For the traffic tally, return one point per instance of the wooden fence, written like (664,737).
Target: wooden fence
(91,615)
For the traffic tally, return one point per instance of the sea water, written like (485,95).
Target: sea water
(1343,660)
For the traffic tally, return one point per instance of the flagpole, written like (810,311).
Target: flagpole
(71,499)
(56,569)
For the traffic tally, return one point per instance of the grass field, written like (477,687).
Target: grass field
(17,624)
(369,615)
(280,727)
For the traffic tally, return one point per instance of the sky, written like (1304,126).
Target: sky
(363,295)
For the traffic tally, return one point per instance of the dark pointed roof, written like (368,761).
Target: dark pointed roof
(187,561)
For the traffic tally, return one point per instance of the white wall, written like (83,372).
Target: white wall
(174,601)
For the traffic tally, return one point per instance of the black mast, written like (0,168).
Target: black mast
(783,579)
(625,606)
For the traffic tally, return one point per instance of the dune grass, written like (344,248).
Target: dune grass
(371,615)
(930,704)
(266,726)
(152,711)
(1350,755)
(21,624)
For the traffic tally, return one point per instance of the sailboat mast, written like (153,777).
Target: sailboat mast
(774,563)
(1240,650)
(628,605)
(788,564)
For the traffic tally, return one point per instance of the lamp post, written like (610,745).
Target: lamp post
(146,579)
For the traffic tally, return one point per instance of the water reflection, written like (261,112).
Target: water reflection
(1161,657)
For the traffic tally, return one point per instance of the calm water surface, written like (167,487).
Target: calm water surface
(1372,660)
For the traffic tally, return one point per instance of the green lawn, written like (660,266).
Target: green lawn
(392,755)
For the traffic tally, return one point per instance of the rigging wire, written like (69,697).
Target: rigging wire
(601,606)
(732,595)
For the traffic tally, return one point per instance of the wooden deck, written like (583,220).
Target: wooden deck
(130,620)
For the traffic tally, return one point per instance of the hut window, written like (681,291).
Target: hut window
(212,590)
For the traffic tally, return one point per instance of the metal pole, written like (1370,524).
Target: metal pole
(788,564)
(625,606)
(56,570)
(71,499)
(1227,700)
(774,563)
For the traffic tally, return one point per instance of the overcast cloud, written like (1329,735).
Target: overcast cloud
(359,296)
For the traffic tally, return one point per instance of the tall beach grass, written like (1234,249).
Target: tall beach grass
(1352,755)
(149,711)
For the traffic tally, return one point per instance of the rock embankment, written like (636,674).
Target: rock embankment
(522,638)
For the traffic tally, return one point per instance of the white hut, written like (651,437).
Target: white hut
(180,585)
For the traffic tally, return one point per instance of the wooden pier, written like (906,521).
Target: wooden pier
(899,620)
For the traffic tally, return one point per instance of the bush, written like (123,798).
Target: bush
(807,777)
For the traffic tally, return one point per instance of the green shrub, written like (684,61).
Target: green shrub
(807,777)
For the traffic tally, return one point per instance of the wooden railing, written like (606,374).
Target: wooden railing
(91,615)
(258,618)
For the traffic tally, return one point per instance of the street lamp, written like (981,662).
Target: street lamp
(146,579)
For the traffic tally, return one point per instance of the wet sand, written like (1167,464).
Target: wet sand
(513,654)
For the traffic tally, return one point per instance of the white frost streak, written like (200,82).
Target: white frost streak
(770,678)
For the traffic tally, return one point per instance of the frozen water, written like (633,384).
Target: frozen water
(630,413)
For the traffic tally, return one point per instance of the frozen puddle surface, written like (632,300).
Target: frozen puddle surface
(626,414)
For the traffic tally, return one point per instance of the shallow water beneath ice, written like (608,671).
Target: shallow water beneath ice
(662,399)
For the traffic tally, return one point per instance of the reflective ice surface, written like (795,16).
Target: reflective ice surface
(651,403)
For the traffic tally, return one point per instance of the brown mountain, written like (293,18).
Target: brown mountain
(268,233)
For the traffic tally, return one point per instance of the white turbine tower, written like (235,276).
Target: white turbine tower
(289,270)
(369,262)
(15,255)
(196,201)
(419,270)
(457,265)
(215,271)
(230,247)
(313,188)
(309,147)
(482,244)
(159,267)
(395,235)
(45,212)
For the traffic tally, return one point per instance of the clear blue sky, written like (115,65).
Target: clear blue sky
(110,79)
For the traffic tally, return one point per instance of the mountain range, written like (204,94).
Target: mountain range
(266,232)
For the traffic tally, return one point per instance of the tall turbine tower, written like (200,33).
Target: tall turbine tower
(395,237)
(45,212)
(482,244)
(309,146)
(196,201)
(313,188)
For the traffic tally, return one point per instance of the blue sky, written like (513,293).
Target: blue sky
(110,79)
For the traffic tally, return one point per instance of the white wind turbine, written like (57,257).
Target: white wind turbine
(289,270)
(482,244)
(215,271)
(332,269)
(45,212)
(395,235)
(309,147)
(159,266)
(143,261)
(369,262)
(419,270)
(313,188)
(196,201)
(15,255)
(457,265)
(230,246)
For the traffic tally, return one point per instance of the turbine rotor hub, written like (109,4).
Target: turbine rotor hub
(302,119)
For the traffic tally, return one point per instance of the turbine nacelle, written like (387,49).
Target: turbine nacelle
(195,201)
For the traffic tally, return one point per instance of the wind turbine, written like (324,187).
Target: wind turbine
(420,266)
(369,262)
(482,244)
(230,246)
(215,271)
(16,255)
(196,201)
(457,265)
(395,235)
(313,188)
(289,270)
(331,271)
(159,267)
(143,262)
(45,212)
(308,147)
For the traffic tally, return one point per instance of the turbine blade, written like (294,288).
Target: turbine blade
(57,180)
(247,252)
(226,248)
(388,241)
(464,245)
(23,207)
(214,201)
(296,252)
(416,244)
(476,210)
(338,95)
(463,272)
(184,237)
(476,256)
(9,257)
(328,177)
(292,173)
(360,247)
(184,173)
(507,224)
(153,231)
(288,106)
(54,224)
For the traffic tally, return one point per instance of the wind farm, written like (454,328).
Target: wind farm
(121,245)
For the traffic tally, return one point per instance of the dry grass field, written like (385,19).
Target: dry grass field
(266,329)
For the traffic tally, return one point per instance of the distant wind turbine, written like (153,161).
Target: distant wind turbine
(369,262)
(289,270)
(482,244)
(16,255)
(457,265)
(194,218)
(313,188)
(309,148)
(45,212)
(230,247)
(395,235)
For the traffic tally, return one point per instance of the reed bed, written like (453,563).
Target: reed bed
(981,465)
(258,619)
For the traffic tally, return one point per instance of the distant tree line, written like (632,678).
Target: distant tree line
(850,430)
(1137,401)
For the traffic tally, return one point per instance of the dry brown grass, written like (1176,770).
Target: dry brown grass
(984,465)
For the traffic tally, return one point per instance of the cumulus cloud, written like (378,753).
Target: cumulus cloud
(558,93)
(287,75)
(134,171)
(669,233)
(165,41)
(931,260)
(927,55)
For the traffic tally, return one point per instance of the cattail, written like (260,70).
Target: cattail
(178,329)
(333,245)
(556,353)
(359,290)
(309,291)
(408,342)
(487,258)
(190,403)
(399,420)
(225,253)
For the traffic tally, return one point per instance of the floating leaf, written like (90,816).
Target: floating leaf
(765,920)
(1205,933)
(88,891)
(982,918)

To be done »
Please update all of the records above, replacing "traffic tally" with "site survey" wherever it appears and leaving everything else unchanged.

Answer to this exercise »
For the site survey, return one point per instance of the wooden fence, written like (664,737).
Target: wooden fence
(91,615)
For the site survey, return one point per instance of the sea water, written like (485,95).
Target: sea water
(1343,660)
For the site survey, return one point per instance of the flagpole, written like (810,311).
Target: flagpole
(71,499)
(56,569)
For the site survey, return one point per instance of the grass field, written like (477,687).
Target: grass field
(17,624)
(369,615)
(280,727)
For the site survey, return one point per instance of the sky, written like (1304,126).
Target: sky
(363,295)
For the site survey, return one point per instance of the dark pointed roof, written like (368,761).
Target: dark pointed roof
(187,561)
For the site survey, return one point per instance of the white wall, written like (83,372).
Target: white wall
(174,601)
For the site survey, return one point per instance of the black mast, written like (0,168).
Target: black mast
(783,579)
(625,606)
For the site survey, return one point per instance of the dune grass, written like (344,248).
Target: dune grass
(371,615)
(930,704)
(266,726)
(152,711)
(1350,755)
(21,624)
For the site survey, return one point per instance of the sailboat mast, written like (153,777).
Target: sailboat mast
(774,563)
(1240,650)
(628,605)
(788,564)
For the site survey, return one point per instance of the lamp post, written like (610,745).
Target: lamp post
(146,579)
For the site survey, return one point per instance of the water reflection, written like (261,112).
Target: water reflection
(1161,657)
For the site survey, return one point per instance of the calm water surface, written like (167,487).
Target: calm water surface
(1372,660)
For the site survey, return one point per instance of the green lawn, written like (660,266).
Target: green lawn
(392,755)
For the site survey, return one point per instance of the rigging wire, written like (69,697).
Target: rigging wire
(601,606)
(732,595)
For the site survey, return one point per instance of the wooden deck, written like (583,220).
Target: wooden deck
(130,620)
For the site survey, return one point per instance of the hut window, written like (681,291).
Target: hut window
(212,590)
For the site survey, return one point per instance of the metal pole, written like (1370,524).
Target: metal pole
(788,564)
(625,606)
(56,570)
(71,499)
(1227,700)
(774,563)
For the site survey, return one point per instance of the overcast cloud, written like (1329,735).
Target: overcast cloud
(359,296)
For the site survey, return one point per instance of the tall beach grass, written like (1234,249).
Target: tall beach grass
(1352,755)
(149,711)
For the site survey, return one point per instance of the rock embankment, written like (636,674).
Target: rock embankment
(522,638)
For the site survey, return one point per instance of the white hut, written like (651,437).
Target: white hut
(180,585)
For the site survey, return one point per instance of the wooden pier, written like (906,521).
Target: wooden pier
(899,620)
For the site survey, return one point per instance of the bush, written like (123,798).
Target: bush
(807,777)
For the site survey, return one point per instance of the green shrub, written like (684,61).
Target: green shrub
(807,777)
For the site survey, return one point per instance of the wooden railing, written like (606,374).
Target: wooden railing
(91,615)
(258,618)
For the site survey, return one point per instance of the street lamp, written like (981,662).
Target: street lamp
(146,579)
For the site survey, return one point per instance of the wet sand, written like (1167,464).
Target: wet sand
(513,654)
For the site survey, return one point per instance of the white frost streak, written like (200,82).
Target: white frost streak
(770,678)
For the site survey, return one point per instance of the frozen water, written like (633,384).
Target: frozen water
(630,413)
For the site survey, return one point per instance of the frozen puddle surface, written like (632,300).
Target: frozen puddle surface
(626,414)
For the site survey, return one point per instance of the shallow water beneath ice, written like (608,671).
Target: shallow water beneath ice
(662,399)
For the site survey, return one point per instance of the reflective ice surface, written like (795,16).
Target: reflective ice surface
(651,403)
For the site survey, return one point per instance of the brown mountain, written like (293,18).
Target: brown mountain
(268,233)
For the site survey, return one point per instance of the white turbine tower, written like (235,276).
Target: white turbine tower
(289,270)
(369,262)
(15,255)
(196,201)
(419,270)
(457,265)
(215,271)
(230,247)
(313,188)
(309,147)
(482,244)
(159,267)
(395,235)
(45,212)
For the site survey, return one point per instance of the clear blue sky, written like (115,65).
Target: clear blue sky
(110,79)
For the site survey, return one point per instance of the mountain range, written like (204,94).
Target: mountain range
(266,232)
For the site survey, return one point per instance of the tall turbine tower, written like (200,33).
Target: tall turbine tower
(395,237)
(45,212)
(482,244)
(309,146)
(196,201)
(313,188)
For the site survey, return one point per instance of the blue sky, written like (513,293).
Target: blue sky
(110,79)
For the site survey, return one point per instance of the white wind turbine, written like (57,257).
Target: white wind turbine
(289,270)
(482,244)
(215,271)
(332,269)
(45,212)
(395,235)
(309,147)
(159,266)
(143,261)
(369,262)
(419,270)
(313,188)
(196,201)
(15,255)
(457,265)
(230,246)
For the site survey, return one point per instance of the turbine rotor hub, written like (109,4).
Target: turbine rotor hub
(302,119)
For the site survey, return one point per instance of the turbine nacelle, written like (387,49).
Target: turbine nacelle
(195,201)
For the site survey, return one point per instance of the wind turbine, written like (324,187).
Target: wind turbine
(420,266)
(369,262)
(482,244)
(230,246)
(215,271)
(16,255)
(196,201)
(457,265)
(395,235)
(313,188)
(289,270)
(331,271)
(159,267)
(143,262)
(45,212)
(308,147)
For the site survey, return one point per instance of the turbine blade, written like (294,288).
Target: turbine blade
(57,180)
(247,252)
(226,248)
(388,241)
(464,245)
(23,207)
(214,201)
(296,252)
(416,244)
(476,210)
(338,95)
(463,272)
(184,237)
(476,256)
(9,257)
(328,177)
(292,173)
(360,247)
(184,173)
(507,224)
(153,231)
(288,106)
(54,224)
For the site survey, return one point per instance of the wind farm, written like (454,328).
Target: wind farm
(121,245)
For the site survey, return one point per instance of the dry grass field, written like (385,19).
Target: dry grass field
(266,329)
For the site survey, return one point per instance of the distant wind turbine, written like (153,161).
Target: distant wind turbine
(369,262)
(289,270)
(482,244)
(16,255)
(457,265)
(194,218)
(313,188)
(309,148)
(45,212)
(230,247)
(395,235)
For the site survey, return one point per instance of the reed bed, written like (453,563).
Target: reed bed
(981,465)
(258,619)
For the site survey, return one point per instance of the distant tree line, written like (632,678).
Target: distant tree line
(850,430)
(1137,401)
For the site survey, return one point per instance of the dry brown grass, written like (1176,770).
Target: dry brown grass
(984,465)
For the site survey, return one point per instance of the cumulus cloud, written like (378,753).
Target: cumulus cloud
(558,93)
(287,75)
(134,171)
(669,233)
(165,41)
(931,260)
(927,55)
For the site survey, return one point per instance of the cattail, written like (260,70).
Target: cattail
(178,329)
(333,245)
(556,353)
(359,290)
(309,291)
(408,342)
(487,258)
(190,403)
(399,420)
(225,253)
For the site survey, return one point per instance of the floating leaf, written like (90,816).
Target: floating leaf
(765,920)
(1205,933)
(88,891)
(982,918)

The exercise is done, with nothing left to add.